--- PROVIDED ENTRIES ---
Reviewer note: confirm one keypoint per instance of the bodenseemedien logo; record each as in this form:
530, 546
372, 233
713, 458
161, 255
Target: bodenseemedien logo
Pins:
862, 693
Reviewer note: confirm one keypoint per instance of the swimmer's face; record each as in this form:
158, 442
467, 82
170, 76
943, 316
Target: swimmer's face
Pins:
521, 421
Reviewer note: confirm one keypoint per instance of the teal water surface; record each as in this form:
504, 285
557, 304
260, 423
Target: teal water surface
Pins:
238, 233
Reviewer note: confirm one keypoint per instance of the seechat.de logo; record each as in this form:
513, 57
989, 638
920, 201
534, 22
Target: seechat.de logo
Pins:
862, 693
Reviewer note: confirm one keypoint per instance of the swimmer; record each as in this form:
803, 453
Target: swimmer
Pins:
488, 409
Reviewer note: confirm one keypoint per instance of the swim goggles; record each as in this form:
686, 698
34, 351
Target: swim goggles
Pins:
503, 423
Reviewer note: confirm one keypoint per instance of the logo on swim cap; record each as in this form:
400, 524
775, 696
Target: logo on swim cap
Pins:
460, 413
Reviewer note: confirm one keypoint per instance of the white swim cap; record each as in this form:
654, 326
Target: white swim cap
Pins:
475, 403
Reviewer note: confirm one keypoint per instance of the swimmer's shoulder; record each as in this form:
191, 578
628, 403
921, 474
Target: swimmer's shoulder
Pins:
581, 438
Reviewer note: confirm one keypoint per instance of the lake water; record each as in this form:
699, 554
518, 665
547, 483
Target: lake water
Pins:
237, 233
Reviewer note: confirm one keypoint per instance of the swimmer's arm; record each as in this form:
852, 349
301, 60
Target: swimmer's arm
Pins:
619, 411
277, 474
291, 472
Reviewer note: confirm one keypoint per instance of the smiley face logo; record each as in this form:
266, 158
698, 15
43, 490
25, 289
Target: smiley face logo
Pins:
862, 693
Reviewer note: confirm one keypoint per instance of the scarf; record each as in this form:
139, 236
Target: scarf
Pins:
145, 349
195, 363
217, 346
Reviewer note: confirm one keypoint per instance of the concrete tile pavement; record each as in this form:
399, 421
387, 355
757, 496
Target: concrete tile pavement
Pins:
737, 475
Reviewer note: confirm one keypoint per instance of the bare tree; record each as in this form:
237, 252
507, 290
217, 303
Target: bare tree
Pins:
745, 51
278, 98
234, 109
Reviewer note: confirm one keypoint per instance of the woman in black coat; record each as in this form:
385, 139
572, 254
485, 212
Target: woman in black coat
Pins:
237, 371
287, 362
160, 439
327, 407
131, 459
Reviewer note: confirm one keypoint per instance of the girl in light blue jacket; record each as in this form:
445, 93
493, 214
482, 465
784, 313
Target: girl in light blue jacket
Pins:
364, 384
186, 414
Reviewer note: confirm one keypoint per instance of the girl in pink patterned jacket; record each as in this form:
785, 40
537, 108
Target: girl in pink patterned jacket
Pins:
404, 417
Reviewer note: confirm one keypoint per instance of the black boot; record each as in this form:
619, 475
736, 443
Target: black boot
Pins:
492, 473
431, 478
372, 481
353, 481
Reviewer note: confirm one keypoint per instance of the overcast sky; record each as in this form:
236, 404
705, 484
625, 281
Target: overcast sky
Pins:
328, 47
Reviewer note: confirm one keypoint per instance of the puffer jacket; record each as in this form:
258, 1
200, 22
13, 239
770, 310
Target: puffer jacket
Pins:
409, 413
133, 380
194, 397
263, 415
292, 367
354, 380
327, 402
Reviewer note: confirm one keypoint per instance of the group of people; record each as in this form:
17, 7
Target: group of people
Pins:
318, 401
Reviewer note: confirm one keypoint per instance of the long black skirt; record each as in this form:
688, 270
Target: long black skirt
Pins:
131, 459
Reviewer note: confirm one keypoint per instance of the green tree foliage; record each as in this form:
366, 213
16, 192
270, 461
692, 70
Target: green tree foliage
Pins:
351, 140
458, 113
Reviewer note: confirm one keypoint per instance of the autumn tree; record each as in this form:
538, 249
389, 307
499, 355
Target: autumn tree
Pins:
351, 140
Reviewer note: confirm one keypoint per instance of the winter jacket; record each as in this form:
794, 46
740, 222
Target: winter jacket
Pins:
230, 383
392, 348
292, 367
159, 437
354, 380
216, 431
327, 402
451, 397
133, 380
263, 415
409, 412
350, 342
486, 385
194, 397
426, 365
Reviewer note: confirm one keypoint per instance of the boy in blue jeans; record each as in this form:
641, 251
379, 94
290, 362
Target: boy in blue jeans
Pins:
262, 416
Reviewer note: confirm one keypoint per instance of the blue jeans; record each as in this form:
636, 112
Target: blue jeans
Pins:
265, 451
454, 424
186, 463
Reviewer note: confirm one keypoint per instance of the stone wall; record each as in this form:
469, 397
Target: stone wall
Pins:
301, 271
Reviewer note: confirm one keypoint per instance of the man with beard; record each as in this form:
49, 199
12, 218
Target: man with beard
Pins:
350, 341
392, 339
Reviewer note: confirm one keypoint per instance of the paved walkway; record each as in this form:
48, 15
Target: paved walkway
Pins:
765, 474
---
## WORK TO BE COMPLETED
Write out the lines from the one containing "Reviewer note: confirm one keypoint per instance of the paved" through the end of the listing, inclusive, with the requests included. Rescale each pin coordinate in the answers by a factor of 2.1, rounding to whole numbers with halves going up, and leave the numbers in the requests and their format samples unchanged.

## EXERCISE OUTPUT
Reviewer note: confirm one keypoint per instance of the paved walkway; record each as in this form:
48, 15
Target: paved walkway
Pins:
1607, 995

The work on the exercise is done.